▶ **Exercise**
The answer must restate every entry below word for word.

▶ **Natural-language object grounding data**
[Start of section]
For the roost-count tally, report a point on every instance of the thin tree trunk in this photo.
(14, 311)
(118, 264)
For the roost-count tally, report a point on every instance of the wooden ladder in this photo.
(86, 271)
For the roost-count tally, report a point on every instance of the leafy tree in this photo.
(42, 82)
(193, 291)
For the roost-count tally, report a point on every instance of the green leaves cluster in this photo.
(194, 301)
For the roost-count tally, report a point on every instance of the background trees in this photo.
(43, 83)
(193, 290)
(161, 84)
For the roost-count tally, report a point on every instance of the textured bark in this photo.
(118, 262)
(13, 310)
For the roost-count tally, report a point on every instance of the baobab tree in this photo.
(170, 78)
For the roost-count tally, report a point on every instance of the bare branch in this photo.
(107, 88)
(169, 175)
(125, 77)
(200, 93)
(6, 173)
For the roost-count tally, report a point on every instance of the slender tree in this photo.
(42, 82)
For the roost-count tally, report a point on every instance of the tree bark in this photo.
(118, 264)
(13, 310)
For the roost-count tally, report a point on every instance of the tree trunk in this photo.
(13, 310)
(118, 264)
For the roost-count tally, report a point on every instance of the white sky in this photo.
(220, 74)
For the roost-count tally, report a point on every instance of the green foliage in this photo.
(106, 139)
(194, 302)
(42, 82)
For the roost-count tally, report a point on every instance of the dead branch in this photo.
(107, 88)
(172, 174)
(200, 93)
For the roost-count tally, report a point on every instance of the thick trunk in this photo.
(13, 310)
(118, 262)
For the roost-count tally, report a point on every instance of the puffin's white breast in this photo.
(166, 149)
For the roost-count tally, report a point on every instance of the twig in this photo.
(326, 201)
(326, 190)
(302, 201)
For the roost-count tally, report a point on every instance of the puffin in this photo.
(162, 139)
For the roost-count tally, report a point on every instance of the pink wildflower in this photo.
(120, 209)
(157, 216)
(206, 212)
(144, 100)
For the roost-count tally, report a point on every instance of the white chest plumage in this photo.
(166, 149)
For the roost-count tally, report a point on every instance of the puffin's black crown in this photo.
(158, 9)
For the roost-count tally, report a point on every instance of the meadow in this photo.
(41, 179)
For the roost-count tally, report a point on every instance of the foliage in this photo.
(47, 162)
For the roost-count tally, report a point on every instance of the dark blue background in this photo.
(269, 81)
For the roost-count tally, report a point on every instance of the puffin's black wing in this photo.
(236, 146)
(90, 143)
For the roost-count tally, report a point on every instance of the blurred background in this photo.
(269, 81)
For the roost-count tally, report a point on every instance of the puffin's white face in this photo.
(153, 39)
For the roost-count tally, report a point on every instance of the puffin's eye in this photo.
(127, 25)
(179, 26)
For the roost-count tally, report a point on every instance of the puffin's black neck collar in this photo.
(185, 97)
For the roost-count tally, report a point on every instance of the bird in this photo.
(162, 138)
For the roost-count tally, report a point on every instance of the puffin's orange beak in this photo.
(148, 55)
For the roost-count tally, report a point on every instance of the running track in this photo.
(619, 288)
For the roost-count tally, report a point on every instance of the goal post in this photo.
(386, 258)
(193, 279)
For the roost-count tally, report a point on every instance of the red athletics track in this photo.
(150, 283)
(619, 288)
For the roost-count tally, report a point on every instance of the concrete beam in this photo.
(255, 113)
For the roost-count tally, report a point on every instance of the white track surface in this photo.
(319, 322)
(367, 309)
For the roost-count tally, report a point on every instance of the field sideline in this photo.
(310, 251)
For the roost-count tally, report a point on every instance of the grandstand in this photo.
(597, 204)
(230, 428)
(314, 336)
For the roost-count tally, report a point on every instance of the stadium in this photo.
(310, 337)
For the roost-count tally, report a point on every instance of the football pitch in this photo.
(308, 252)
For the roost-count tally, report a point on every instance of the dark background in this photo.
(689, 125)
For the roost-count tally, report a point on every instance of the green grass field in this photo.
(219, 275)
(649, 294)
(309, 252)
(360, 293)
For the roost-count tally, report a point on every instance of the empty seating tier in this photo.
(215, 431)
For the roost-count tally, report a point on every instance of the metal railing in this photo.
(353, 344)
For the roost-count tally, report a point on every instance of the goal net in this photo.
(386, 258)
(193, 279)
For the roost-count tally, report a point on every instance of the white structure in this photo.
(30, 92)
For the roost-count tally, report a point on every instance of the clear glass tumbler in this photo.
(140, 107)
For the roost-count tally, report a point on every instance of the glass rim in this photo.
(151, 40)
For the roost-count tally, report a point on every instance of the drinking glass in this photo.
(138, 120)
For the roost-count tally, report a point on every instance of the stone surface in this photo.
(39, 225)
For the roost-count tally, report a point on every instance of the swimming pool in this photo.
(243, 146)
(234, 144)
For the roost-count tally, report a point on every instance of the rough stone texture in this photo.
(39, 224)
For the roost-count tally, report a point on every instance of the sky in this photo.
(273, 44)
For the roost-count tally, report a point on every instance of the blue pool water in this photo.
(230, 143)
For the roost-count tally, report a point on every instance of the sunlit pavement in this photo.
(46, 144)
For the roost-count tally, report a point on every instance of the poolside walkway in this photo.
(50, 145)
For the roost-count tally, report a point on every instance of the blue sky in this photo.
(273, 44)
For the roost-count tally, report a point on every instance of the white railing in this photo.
[End of section]
▶ **Answer to this problem**
For the roost-count tally, report a point on every instance of the thin tree trunk in this photo.
(14, 311)
(118, 264)
For the roost-count tally, report a point on every instance of the wooden ladder in this photo.
(86, 271)
For the roost-count tally, report a point on every instance of the leafy tree in this photo.
(42, 82)
(193, 291)
For the roost-count tally, report a point on every instance of the green leaves cluster in this photo.
(194, 301)
For the roost-count tally, report a point on every instance of the background trees in this photo.
(43, 83)
(193, 290)
(161, 84)
For the roost-count tally, report a point on every instance of the textured bark in this photo.
(118, 262)
(13, 310)
For the roost-count tally, report a point on every instance of the baobab tree in this photo.
(170, 78)
For the roost-count tally, report a point on every instance of the bare branch in this photo.
(107, 88)
(169, 175)
(125, 77)
(200, 93)
(6, 173)
For the roost-count tally, report a point on every instance of the slender tree in this photo.
(42, 82)
For the roost-count tally, report a point on every instance of the tree bark in this photo.
(118, 264)
(13, 310)
For the roost-count tally, report a point on every instance of the tree trunk in this photo.
(13, 310)
(118, 264)
For the roost-count tally, report a point on every instance of the white sky in this photo.
(220, 74)
For the roost-count tally, report a point on every instance of the green foliage in this photo.
(106, 139)
(194, 302)
(42, 82)
For the roost-count tally, report a point on every instance of the dead branch in this photo.
(107, 88)
(172, 174)
(200, 93)
For the roost-count tally, report a point on every instance of the thick trunk in this photo.
(13, 310)
(118, 262)
For the roost-count tally, report a point on every instance of the puffin's white breast in this photo.
(166, 149)
For the roost-count tally, report a point on every instance of the twig in this photo.
(326, 201)
(326, 190)
(302, 201)
For the roost-count tally, report a point on every instance of the puffin in this photo.
(162, 139)
For the roost-count tally, report a point on every instance of the pink wildflower in this photo.
(120, 209)
(157, 216)
(206, 212)
(144, 100)
For the roost-count tally, report a point on every instance of the white chest plumage in this photo.
(166, 149)
For the roost-count tally, report a point on every instance of the puffin's black crown in this photo.
(158, 9)
For the roost-count tally, report a point on every instance of the meadow in this photo.
(41, 179)
For the roost-count tally, report a point on every instance of the foliage in this photo.
(47, 162)
For the roost-count tally, report a point on every instance of the dark blue background in this photo.
(269, 81)
For the roost-count tally, report a point on every instance of the puffin's black wing in this photo.
(236, 146)
(90, 143)
For the roost-count tally, report a point on every instance of the blurred background in this photo.
(269, 81)
For the roost-count tally, report a point on every instance of the puffin's white face in this photo.
(153, 39)
For the roost-count tally, report a point on every instance of the puffin's eye in this photo.
(127, 25)
(179, 26)
For the roost-count tally, report a point on every instance of the puffin's black neck collar in this photo.
(185, 97)
For the roost-count tally, report a point on every instance of the bird in this photo.
(162, 138)
For the roost-count tally, report a point on every instance of the puffin's orange beak in this photo.
(148, 55)
For the roost-count tally, report a point on every instance of the running track in this photo.
(619, 288)
For the roost-count tally, report a point on every instance of the goal post in this photo.
(386, 258)
(193, 279)
For the roost-count tally, report a point on every instance of the red athletics track in this photo.
(150, 283)
(619, 288)
For the roost-count tally, report a point on every instance of the concrete beam in this photo.
(255, 113)
For the roost-count tally, report a point on every instance of the white track surface in this photo.
(319, 322)
(367, 309)
For the roost-count tally, report a point on every instance of the field sideline in this photo.
(310, 251)
For the roost-count tally, report a point on every instance of the grandstand in this photo.
(597, 204)
(230, 428)
(314, 336)
For the roost-count tally, report a point on every instance of the stadium in this photo.
(310, 337)
For the roost-count tally, report a point on every instance of the football pitch in this photo.
(308, 252)
For the roost-count tally, report a point on every instance of the dark background in this photo.
(689, 125)
For the roost-count tally, report a point on every instance of the green grass field in this photo.
(219, 275)
(649, 294)
(309, 252)
(360, 293)
For the roost-count tally, report a point on every instance of the empty seating tier in this photo.
(215, 431)
For the roost-count tally, report a point on every instance of the metal railing in this photo.
(353, 344)
For the roost-count tally, report a point on every instance of the goal net in this photo.
(386, 258)
(193, 279)
For the roost-count tally, report a point on every instance of the white structure in this photo.
(30, 92)
For the roost-count tally, report a point on every instance of the clear glass tumbler in this photo.
(140, 107)
For the roost-count tally, report a point on every instance of the glass rim in this photo.
(151, 40)
For the roost-count tally, report a point on every instance of the drinking glass in this photo.
(138, 120)
For the roost-count tally, report a point on every instance of the stone surface in this photo.
(39, 225)
For the roost-count tally, report a point on every instance of the swimming pool in this photo.
(243, 146)
(234, 144)
For the roost-count tally, report a point on every instance of the rough stone texture in this photo.
(39, 224)
For the roost-count tally, report a point on every instance of the sky in this photo.
(273, 44)
For the roost-count tally, report a point on every instance of the blue pool water in this photo.
(230, 143)
For the roost-count tally, report a point on every instance of the sunlit pavement in this photo.
(46, 144)
For the roost-count tally, report a point on every instance of the poolside walkway in this photo.
(50, 145)
For the roost-count tally, report a point on every instance of the blue sky in this photo.
(273, 44)
For the roost-count tally, report a point on every instance of the white railing in this photo.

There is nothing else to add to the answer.